* Aim of the task
Report each row below that contains the word "contrast", copying every such row in full.

* Records for this task
==========

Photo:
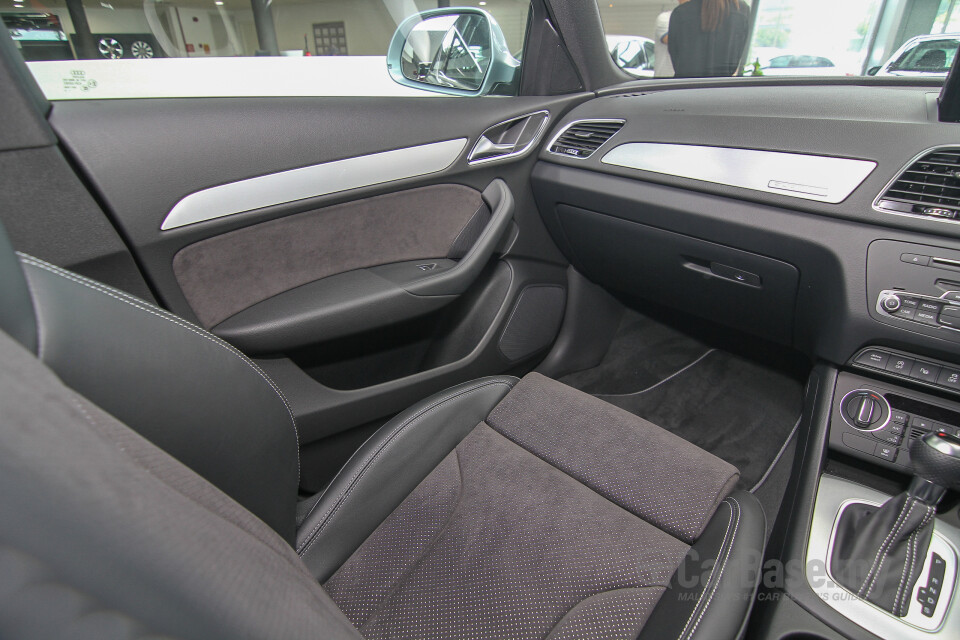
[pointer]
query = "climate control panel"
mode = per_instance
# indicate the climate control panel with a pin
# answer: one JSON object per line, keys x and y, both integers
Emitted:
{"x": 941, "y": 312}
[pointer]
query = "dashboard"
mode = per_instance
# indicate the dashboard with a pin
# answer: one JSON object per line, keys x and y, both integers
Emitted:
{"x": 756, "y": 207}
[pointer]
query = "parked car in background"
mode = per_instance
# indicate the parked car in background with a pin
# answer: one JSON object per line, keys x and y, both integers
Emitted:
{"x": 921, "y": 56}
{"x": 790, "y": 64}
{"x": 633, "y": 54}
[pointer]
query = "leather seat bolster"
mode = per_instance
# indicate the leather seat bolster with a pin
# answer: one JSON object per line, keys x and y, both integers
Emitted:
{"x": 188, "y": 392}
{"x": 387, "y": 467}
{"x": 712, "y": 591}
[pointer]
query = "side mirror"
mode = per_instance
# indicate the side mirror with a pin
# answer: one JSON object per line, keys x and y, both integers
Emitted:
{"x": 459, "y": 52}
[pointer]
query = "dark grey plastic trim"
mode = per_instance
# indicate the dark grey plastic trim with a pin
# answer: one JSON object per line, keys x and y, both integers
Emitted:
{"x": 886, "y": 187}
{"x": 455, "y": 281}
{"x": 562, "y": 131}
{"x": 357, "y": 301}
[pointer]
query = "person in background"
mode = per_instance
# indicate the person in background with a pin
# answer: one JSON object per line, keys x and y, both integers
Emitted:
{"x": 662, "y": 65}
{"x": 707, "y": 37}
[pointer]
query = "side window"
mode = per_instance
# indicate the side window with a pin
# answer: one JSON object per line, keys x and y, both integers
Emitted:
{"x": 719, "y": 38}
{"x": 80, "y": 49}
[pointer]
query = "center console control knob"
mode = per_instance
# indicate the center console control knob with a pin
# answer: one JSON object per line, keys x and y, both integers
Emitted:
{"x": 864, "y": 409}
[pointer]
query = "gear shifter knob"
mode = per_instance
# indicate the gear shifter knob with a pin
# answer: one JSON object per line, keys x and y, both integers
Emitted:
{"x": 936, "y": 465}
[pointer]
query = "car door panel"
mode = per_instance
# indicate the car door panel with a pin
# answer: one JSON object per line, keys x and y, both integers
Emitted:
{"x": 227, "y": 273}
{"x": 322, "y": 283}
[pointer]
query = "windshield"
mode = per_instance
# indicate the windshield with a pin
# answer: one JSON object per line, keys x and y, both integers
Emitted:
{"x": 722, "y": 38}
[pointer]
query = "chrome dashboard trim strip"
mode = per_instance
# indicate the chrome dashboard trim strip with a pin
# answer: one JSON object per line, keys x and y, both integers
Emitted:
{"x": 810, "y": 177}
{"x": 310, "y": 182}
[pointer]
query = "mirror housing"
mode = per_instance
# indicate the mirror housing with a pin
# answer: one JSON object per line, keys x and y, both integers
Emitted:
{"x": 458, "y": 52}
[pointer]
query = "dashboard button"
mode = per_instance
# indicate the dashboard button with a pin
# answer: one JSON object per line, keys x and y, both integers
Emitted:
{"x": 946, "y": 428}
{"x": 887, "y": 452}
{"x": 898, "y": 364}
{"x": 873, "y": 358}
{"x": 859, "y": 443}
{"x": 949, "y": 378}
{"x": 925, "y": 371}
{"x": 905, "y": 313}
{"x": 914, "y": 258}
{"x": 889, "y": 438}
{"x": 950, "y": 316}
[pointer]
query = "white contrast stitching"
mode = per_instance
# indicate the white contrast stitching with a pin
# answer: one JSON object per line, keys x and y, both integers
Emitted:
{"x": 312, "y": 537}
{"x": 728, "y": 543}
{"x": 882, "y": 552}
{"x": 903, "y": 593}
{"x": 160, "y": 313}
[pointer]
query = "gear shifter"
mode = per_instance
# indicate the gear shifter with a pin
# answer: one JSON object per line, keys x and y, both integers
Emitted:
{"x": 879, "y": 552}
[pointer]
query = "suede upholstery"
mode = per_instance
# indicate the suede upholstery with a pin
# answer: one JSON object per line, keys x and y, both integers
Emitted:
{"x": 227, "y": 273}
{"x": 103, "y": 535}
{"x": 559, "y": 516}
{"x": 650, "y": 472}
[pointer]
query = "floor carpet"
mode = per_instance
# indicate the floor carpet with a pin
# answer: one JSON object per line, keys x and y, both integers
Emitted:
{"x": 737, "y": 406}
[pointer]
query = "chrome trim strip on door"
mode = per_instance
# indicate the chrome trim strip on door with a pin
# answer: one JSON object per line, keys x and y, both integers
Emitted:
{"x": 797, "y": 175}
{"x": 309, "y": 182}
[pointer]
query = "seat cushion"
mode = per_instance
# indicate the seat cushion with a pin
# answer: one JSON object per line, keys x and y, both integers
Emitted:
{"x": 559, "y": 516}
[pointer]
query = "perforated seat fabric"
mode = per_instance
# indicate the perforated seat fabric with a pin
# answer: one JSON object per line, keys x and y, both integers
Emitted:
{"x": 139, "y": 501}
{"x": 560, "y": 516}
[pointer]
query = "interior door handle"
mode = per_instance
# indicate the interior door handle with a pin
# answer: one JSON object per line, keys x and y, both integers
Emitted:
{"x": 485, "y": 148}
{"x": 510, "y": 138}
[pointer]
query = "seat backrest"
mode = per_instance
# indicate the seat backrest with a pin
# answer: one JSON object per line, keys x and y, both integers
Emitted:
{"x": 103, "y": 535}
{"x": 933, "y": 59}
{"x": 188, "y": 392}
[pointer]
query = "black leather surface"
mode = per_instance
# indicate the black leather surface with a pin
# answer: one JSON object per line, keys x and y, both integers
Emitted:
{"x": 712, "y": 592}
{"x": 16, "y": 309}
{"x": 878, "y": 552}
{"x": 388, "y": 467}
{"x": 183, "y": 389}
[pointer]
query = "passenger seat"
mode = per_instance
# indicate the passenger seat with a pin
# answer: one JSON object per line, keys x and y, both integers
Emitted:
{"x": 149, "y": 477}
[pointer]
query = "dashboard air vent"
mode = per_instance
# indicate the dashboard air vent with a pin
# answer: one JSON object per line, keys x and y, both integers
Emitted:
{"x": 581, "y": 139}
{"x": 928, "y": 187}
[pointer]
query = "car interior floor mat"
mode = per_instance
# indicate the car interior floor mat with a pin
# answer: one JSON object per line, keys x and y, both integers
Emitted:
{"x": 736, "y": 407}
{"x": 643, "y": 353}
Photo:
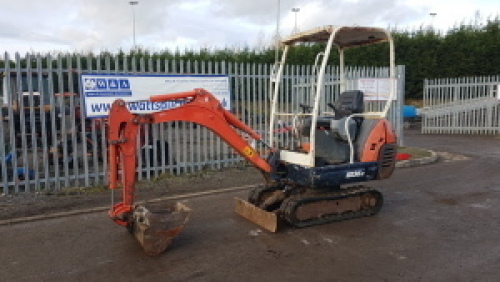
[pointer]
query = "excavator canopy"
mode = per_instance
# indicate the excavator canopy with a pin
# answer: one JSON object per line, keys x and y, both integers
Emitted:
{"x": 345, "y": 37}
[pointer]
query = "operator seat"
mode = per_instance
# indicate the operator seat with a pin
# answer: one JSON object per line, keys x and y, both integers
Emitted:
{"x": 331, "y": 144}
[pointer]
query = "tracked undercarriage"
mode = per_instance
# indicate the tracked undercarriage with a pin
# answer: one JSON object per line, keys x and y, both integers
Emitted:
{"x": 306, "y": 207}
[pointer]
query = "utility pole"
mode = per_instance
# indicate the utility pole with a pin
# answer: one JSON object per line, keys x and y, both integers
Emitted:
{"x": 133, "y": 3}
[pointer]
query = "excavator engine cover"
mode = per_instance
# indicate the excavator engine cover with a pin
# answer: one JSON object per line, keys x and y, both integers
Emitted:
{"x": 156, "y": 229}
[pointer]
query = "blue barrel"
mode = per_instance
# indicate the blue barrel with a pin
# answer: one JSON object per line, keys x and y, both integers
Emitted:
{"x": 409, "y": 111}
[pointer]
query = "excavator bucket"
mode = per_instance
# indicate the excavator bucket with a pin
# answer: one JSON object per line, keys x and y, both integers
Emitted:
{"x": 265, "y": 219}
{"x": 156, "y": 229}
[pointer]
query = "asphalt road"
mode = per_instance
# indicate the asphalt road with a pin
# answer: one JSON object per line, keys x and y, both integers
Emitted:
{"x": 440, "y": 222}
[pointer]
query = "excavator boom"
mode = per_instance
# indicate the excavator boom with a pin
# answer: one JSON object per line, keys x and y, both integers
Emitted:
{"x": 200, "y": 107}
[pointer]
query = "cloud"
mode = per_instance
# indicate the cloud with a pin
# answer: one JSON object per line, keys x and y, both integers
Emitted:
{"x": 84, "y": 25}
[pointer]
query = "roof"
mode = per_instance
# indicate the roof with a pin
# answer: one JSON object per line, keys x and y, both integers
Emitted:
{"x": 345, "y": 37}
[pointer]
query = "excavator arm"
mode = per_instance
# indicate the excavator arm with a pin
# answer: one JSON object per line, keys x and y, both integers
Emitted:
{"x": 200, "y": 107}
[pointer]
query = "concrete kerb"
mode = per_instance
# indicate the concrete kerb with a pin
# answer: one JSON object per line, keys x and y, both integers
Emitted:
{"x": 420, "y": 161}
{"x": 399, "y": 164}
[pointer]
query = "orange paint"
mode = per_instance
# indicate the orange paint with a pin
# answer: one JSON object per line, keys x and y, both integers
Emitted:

==========

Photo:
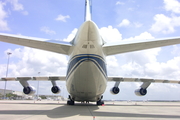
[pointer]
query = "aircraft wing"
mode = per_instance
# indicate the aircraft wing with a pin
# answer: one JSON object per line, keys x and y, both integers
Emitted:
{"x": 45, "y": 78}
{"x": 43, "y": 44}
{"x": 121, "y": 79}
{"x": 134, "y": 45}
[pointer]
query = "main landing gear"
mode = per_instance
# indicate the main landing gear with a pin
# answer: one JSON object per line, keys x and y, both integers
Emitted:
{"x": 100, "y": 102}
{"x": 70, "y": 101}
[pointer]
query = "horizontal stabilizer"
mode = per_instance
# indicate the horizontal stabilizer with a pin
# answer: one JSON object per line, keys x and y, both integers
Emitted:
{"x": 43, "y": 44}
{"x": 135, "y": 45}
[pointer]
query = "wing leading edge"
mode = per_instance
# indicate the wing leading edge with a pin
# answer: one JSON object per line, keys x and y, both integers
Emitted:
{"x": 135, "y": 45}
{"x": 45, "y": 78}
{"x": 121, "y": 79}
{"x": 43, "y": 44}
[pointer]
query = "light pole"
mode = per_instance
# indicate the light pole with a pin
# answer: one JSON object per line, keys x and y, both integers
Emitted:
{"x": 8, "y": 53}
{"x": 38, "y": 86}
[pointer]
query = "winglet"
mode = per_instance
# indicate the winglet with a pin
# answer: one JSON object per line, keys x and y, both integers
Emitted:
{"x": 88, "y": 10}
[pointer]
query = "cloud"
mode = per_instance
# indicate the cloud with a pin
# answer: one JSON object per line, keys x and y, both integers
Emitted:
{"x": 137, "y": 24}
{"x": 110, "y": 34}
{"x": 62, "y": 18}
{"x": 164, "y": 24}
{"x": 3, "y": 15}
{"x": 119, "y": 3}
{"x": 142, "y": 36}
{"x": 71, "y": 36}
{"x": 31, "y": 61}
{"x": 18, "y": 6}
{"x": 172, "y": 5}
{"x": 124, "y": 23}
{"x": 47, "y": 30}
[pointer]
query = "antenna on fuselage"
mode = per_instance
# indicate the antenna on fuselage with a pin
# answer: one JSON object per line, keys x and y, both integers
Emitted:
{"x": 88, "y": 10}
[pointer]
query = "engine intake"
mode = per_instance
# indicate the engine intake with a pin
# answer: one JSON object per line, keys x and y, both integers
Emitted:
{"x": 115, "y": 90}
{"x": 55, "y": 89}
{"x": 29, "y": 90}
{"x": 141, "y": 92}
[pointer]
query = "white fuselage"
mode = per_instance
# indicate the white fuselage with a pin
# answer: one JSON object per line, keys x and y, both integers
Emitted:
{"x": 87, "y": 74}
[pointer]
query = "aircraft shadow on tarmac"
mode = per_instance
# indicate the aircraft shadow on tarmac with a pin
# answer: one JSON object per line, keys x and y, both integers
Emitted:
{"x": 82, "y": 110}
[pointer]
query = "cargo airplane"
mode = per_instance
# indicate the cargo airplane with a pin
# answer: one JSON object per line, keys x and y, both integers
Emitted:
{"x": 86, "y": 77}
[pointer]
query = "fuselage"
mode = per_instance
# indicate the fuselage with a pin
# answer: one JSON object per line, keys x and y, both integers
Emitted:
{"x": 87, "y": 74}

==========

* Output
query = "white contrast stitching"
# indicate the white contrast stitching with a pin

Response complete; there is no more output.